Passage to read:
● ● ● ● ●
Nationalization of awqaf

The first Egyptian leader to nationalize the awqaf was Muhammad Ali. He began the precedent of bringing the endowments under state control. His successors continued the process and by the time King Fuad I was in power, Al-Azhar carried out the government’s wishes. When the king desired to be caliph some “…Al-Azhar sheikhs were ready to provide the necessary pronouncements” (Ibrahim 636). Endowments were considered a part of the state when Gamal Abdel Nasser nationalized them in 1952. Gamal Abdel Nasser used the newly created propaganda machine of Al-Azhar to “…justify Arab Socialism and his struggle against Israel” (Ibrahim 636). Anwar Sadat continued Nasser’s policies of using Al-Azhar for the “…sake of justifying opposing policies, including his treaty with Israel” (Ibrahim 637).

This process arguably twisted what was once a community-benefitting mosque, into a corrupt political machine; and with the Ministry of Awqaf promoting rationalism rather than supporting the cause of the poor. In 1977 Jamaat al Muslimin, a guerrilla Islamic group that rose out of the Muslim Brotherhood, killed the former Minister of Awqaf, Muhammad al-Dhahabi, after the arrest of its members.  The Ministry of Awqaf and the mosques, was in the eyes of much of the public a tool of the state, and because the mosques were now under the state’s economic control, the imams were effectively employees of the state. The government, for the first time, now had the authority to dictate to the imams and the mosque what could or could not be preached.
● ● ● ● ●
Data extract:
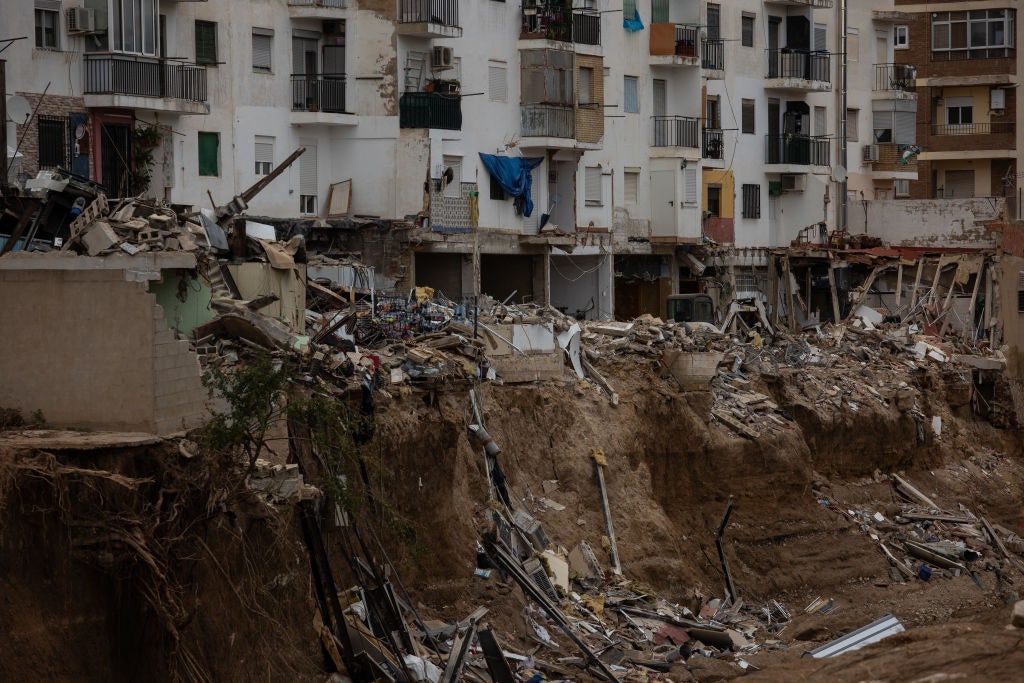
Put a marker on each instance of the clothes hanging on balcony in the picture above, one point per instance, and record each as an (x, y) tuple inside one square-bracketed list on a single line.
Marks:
[(512, 173), (633, 24)]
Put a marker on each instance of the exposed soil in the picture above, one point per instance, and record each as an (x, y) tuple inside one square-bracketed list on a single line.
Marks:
[(70, 612)]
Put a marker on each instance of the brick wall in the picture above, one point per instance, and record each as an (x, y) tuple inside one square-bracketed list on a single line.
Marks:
[(590, 119), (28, 135)]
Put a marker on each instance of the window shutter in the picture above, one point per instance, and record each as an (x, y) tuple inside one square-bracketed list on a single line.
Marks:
● ● ● ● ●
Written tasks:
1. List every direct quotation in the passage on the nationalization of awqaf that is cited to Ibrahim.
2. In the passage on the nationalization of awqaf, write out the text word for word, starting with "This process arguably" and going on through "not be preached.".

Solutions for each task:
1.
1. "…Al-Azhar sheikhs were ready to provide the necessary pronouncements" (Ibrahim 636)
2. "…justify Arab Socialism and his struggle against Israel" (Ibrahim 636)
3. "…sake of justifying opposing policies, including his treaty with Israel" (Ibrahim 637)

2.
This process arguably twisted what was once a community-benefitting mosque, into a corrupt political machine; and with the Ministry of Awqaf promoting rationalism rather than supporting the cause of the poor. In 1977 Jamaat al Muslimin, a guerrilla Islamic group that rose out of the Muslim Brotherhood, killed the former Minister of Awqaf, Muhammad al-Dhahabi, after the arrest of its members.  The Ministry of Awqaf and the mosques, was in the eyes of much of the public a tool of the state, and because the mosques were now under the state’s economic control, the imams were effectively employees of the state. The government, for the first time, now had the authority to dictate to the imams and the mosque what could or could not be preached.